[TASK PROMPT] Within the data that follows, set down exactly the lines from the one containing "Target: motorcycle fork" through the one containing "Q: For each instance of the handlebar", both ends included.

(Dataset excerpts)
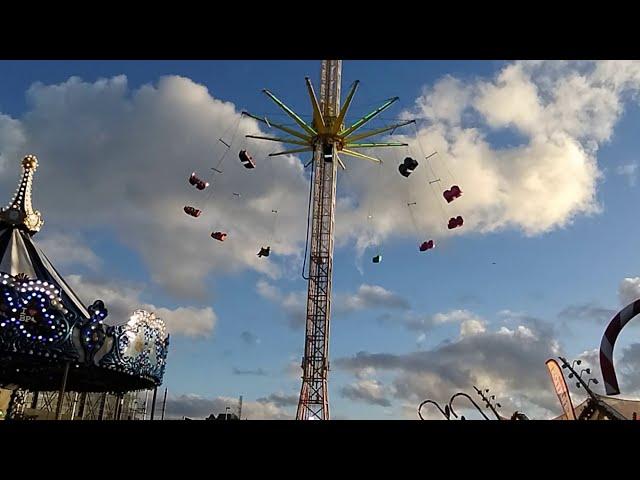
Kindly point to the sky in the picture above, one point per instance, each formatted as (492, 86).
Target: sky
(544, 152)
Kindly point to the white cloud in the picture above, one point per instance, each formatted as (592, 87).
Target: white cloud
(629, 171)
(629, 290)
(472, 327)
(508, 361)
(116, 157)
(470, 323)
(368, 391)
(199, 407)
(65, 249)
(293, 303)
(121, 299)
(371, 296)
(120, 157)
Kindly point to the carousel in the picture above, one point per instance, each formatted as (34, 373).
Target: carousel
(51, 342)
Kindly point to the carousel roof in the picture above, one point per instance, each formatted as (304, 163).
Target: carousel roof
(45, 328)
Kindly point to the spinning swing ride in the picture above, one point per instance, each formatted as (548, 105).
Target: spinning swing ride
(328, 139)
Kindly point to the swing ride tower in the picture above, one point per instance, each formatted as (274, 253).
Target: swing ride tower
(327, 138)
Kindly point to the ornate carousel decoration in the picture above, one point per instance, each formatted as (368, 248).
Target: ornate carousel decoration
(47, 332)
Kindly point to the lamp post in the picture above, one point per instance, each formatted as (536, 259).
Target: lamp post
(468, 398)
(446, 412)
(487, 401)
(595, 400)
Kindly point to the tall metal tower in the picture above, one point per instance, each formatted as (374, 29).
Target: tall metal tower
(326, 137)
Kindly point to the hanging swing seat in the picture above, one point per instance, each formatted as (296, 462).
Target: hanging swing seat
(246, 159)
(198, 182)
(428, 245)
(451, 194)
(455, 222)
(407, 167)
(194, 212)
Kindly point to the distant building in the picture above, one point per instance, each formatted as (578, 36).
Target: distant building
(223, 416)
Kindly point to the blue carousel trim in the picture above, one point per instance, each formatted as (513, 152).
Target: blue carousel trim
(34, 321)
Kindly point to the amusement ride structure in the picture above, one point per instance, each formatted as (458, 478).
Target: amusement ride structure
(327, 138)
(50, 342)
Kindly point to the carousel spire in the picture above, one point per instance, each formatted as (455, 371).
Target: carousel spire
(20, 212)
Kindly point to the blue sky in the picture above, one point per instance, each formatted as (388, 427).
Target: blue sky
(129, 243)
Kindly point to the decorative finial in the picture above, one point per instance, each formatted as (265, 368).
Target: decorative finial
(20, 211)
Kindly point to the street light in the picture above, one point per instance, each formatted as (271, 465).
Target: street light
(488, 401)
(468, 398)
(446, 412)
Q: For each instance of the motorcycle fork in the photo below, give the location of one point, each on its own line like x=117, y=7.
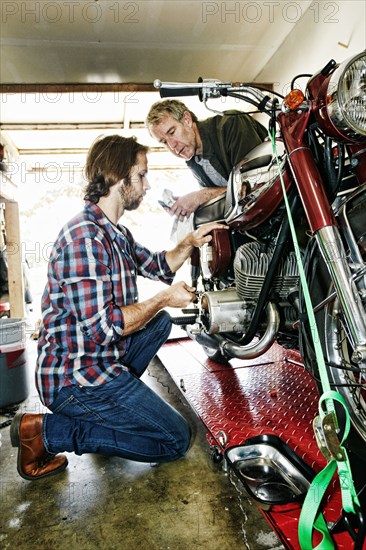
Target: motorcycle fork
x=324, y=226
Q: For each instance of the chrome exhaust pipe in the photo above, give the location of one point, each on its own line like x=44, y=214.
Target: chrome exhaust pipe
x=231, y=349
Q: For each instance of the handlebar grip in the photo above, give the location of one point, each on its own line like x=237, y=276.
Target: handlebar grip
x=180, y=92
x=176, y=90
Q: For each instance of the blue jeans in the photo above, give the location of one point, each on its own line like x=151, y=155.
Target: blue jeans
x=123, y=417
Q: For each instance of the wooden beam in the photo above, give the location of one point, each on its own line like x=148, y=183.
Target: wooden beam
x=74, y=88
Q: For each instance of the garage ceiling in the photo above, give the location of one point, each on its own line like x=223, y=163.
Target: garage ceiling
x=71, y=70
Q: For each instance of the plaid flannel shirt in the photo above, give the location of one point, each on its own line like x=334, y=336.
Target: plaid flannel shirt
x=92, y=273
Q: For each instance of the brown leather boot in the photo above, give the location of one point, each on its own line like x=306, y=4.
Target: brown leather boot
x=34, y=462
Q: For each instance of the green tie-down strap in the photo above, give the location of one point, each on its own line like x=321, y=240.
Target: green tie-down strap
x=325, y=426
x=310, y=517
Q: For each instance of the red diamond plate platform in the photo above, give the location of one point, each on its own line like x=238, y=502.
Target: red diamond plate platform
x=272, y=394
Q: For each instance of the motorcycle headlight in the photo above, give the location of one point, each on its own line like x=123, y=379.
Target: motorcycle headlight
x=346, y=97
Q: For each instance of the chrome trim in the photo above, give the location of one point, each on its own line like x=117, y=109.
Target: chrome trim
x=332, y=250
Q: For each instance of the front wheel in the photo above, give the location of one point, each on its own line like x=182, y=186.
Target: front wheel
x=215, y=355
x=345, y=376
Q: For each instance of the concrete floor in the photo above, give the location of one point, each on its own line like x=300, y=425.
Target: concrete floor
x=111, y=503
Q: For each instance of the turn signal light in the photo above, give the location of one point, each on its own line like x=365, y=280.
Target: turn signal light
x=294, y=99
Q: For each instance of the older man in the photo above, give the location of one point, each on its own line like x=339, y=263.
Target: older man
x=211, y=147
x=97, y=338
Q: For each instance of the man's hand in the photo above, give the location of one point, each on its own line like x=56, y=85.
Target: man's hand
x=185, y=205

[RESULT]
Target: motorcycle fork
x=324, y=226
Q: For each instance of the chrome exhaust pipe in the photo above, give the location of one point, each on its own line like x=44, y=214.
Target: chrome exhaust pipe
x=231, y=349
Q: For each instance of the handlebar grip in the photo above, give the location of one point, each on its own line like x=237, y=276.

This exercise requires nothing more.